--- Data extract ---
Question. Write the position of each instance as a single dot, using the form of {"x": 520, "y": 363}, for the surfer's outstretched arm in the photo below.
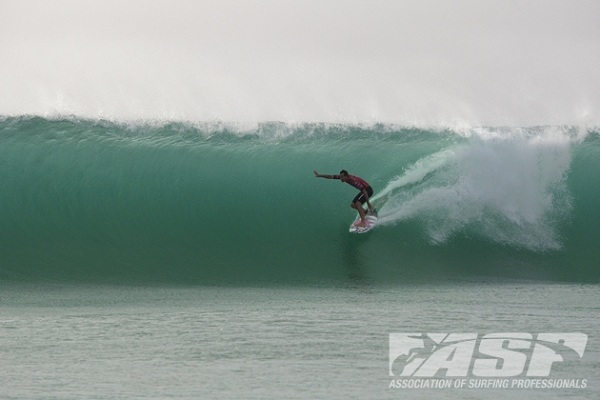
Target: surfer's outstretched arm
{"x": 326, "y": 176}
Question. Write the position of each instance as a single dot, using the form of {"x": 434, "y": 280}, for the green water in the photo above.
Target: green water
{"x": 73, "y": 342}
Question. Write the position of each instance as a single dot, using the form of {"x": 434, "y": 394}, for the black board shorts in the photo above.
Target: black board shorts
{"x": 361, "y": 197}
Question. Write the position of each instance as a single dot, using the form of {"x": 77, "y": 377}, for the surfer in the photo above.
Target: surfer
{"x": 366, "y": 191}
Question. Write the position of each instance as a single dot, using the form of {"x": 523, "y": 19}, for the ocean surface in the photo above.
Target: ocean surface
{"x": 204, "y": 260}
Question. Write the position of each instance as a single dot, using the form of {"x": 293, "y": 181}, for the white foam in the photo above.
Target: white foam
{"x": 511, "y": 190}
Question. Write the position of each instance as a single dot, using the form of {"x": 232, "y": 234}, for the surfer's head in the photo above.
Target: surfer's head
{"x": 343, "y": 175}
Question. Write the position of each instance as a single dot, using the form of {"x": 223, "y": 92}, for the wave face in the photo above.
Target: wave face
{"x": 98, "y": 201}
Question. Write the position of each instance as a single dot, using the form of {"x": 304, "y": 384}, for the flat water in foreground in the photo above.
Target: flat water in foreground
{"x": 74, "y": 342}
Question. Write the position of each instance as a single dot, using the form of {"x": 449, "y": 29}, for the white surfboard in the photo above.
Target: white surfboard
{"x": 371, "y": 222}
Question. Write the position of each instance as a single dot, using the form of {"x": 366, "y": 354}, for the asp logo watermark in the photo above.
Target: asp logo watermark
{"x": 492, "y": 355}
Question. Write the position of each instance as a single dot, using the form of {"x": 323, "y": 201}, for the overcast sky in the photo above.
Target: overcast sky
{"x": 478, "y": 62}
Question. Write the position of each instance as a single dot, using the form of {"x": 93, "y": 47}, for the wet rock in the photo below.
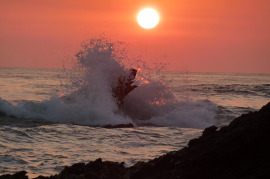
---
▶ [Goal]:
Format the records above as a numbered list, starting at the line containing "watermark in the photo above." and running through the end of the records, both ends included. Skip blank lines and leave out the pictures.

▶ [Written response]:
1. Question. Write the position of each instance as a single dot, using the form of {"x": 366, "y": 354}, for the asp logo watermark in the photo above.
2. Target: asp logo watermark
3. {"x": 492, "y": 355}
4. Question. Write the position of each instance as a single dot, using the form of {"x": 323, "y": 201}, for the overcast sky in the photo above.
5. Target: overcast sky
6. {"x": 478, "y": 62}
7. Question. Write the position of each instance as a single dot, using the form of {"x": 93, "y": 47}, for the wet rock in the photo below.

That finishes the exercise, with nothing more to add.